Extrait du texte:
Et puis, il y a encore la sigillaire, arbre fossile du carbonifère dont le tronc porte des empreintes en forme de, de, de... sceau.

fossile de sigillaire retrouvé dans les schistes houillers
(mais oui, oh ! avec un peu d'imagination et beaucoup de boisson,
vous les voyez parfaitement, les sceaux.)


premiers pas dans la fabrication d'une sigillaire
(le processus complet prendra plusieurs millions d'années)




Quant au verbe sceller, il est issu du latin populaire (reconstruit, non attesté) *sigellare, altération du bas latin sigillare, lui-même dérivé du classique... sigillum, et signifie à ses débuts,
et en toute logique,
appliquer un sceau (sur un acte) pour l'authentifier”.

- Mais ? Sceller, c'est aussi fixer un objet avec du ciment, ou du plâtre, ou de la chaux, enfin ! Quel rapport ?

sceller une poutre en bois


- Oui, vous avez parfaitement raison !

Si, vers la fin du XIème, le verbe signifie proprement appliquer un seau, dès le début du XIIème apparaîtra son sens analogiquefermer hermétiquement...”.

Et par extension, fixer dans un mur avec du plâtre...”.


Allons, poursuivons.

Avec seing.

Oui, le français seing, attesté entre 1165 et 1170, est bien issu de sīgnum.

En un premier temps, on ne le rencontre que dans des emplois spécialisés, pour marque sur la peau, ou marque pour délimiter une zone de chasse...

Ce n'est que depuis la fin du XIIIème qu'il (re-)prend le sens général de son illustre étymon, marque, signe...”...

En effet, et en particulier, il désignera la marque imprimée au moyen d'un instrument.

Le seing, quoi.


- Mais ?? Quelle est la différence entre un seing et un sceau, alors ?
- Le sceau est apposé par la juridiction. Alors que le seing, ou même seing manuel, devrait plutôt être vu comme une signature, personnelle...

En tout cas, le mot prendra le sens de signature dès la fin du XIIIème, et il est attesté sous ce sens juridique de signature qui atteste l'authenticité d'un acte au XIVème.

Un notaire, par exemple, apposera son seing manuel sur le sceau, pour en renforcer l'authenticité.


seing, marque de notaire
(source)


apposer un seing (ici, sur la table)





Il est encore un dérivé de sīgnum qui correspond à un signal d'alarme...




Pour être précis, je dois vous dire qu'il s'agit d'un composé.

Et c'est le deuxième (et dernier) terme de ce composé qui est un magnifique dérivé de sīgnum.


pom pom pom...


Une idée ?


Allez, je vous donne un indice...


(oh, la voix de Fred Mella !)



Oui, vous avez trouvé ?





OUI ! Le... tocsin.

Le mot est un emprunt du XIVème à l'ancien provençal tocasenh, de même sens, qui est formé de...

Données fournies:
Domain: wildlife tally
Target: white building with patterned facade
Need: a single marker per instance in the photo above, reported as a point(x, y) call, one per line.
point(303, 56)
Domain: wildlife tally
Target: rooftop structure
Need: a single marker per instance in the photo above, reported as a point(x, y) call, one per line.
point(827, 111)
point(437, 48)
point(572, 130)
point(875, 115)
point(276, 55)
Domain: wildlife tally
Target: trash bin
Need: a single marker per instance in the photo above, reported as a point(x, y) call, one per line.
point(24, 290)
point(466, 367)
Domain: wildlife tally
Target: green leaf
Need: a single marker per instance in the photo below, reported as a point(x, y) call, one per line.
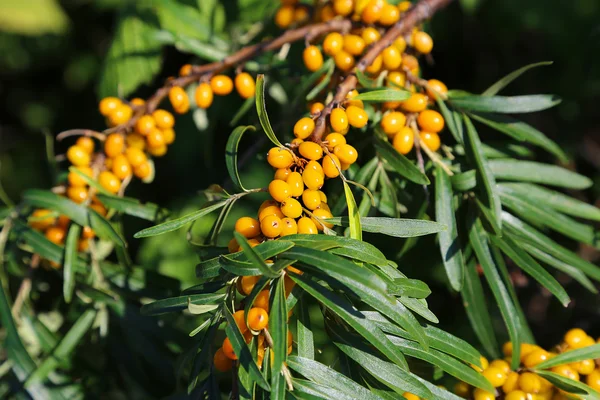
point(353, 216)
point(326, 376)
point(478, 240)
point(241, 350)
point(133, 59)
point(261, 109)
point(522, 132)
point(530, 171)
point(448, 364)
point(505, 104)
point(175, 224)
point(531, 267)
point(174, 304)
point(397, 227)
point(506, 80)
point(550, 198)
point(381, 96)
point(348, 313)
point(133, 207)
point(70, 260)
point(484, 172)
point(231, 150)
point(477, 311)
point(448, 239)
point(399, 163)
point(33, 17)
point(64, 348)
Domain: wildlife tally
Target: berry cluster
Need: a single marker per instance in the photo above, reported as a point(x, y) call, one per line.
point(524, 384)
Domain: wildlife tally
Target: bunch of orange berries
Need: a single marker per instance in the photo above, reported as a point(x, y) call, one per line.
point(525, 384)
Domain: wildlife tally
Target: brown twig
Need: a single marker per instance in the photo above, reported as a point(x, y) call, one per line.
point(420, 12)
point(243, 55)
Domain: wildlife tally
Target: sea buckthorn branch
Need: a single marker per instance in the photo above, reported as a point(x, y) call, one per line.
point(241, 56)
point(420, 12)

Consigne écrite:
Poursuivez le texte sur les mots issus de sīgnum et de sigillum à partir de sa dernière phrase.

Réponse:
  • toca, dérivé de tocar, qui signifiait toucher, heurter” - pensez à toccata, de l'italien toccare, toucher”, pièce pour instruments à clavier -, et ici, spécialement sonner les cloches”,
et d'un dérivé du latin sīgnum,
  • senh, cloche”. 

Senh, cloche
??

Eh oui. Encore une fois, c'est l'idée de signe, ou ici, plus précisément, de signal qu'il faut retenir. Ce n'est pas la cloche en tant que telle qui importe ici, mais le signal qu'elle doit transmettre.
Car le tocsin désigne très particulièrement le tintement d'une cloche servant... à donner l'alarme. Puis, par métonymie, la cloche en elle-même.



Encore un mot, et nous en resterons là pour ce dimanche.

Je suis fatigué, en manque d'inspiration, et j'ai besoin de sommeil...


Voici la définition la plus actuelle de ce vieux mot (attesté vers 1173 !), telle qu'Alain Rey nous la donne :
Couleur d'un rouge éclatant obtenue par un colorant tiré de la cochenille et utilisée en teinturerie.

Oui ?



Oui ! Écarlate.

Vous aurez reconnu ci-dessus un cliché tiré de la série La Servante écarlate, ou plutôt The Handmaid's Tale.


Écarlate !

Vous vous y attendiez, franchement ?

Écarlate (1168) descend du latin médiéval scarlatum / scarlata“drap ou étoffe écarlate, de couleurs éclatantes”.

Mais... ça, ce n'est que la fin de l'histoire... 

Ce scarlata médiéval était un emprunt au persan سقرلاط‎, saqirlāt, “étofffe d'écarlate...”,
lui-même emprunté à l'arabe siqlat.

Oui, mais le mot arabe n'était lui-même qu'un emprunt,
par l'intermédiaire du grec byzantin σιγιλλᾶτος, sigillâtos,
au bas latin sigillatus(en parlant d'une étoffe) orné de figurines”,
issu du latin classique sigillatus,
évidemment dérivé de sigillum, figurine”.

Non mais, ouf, quoi !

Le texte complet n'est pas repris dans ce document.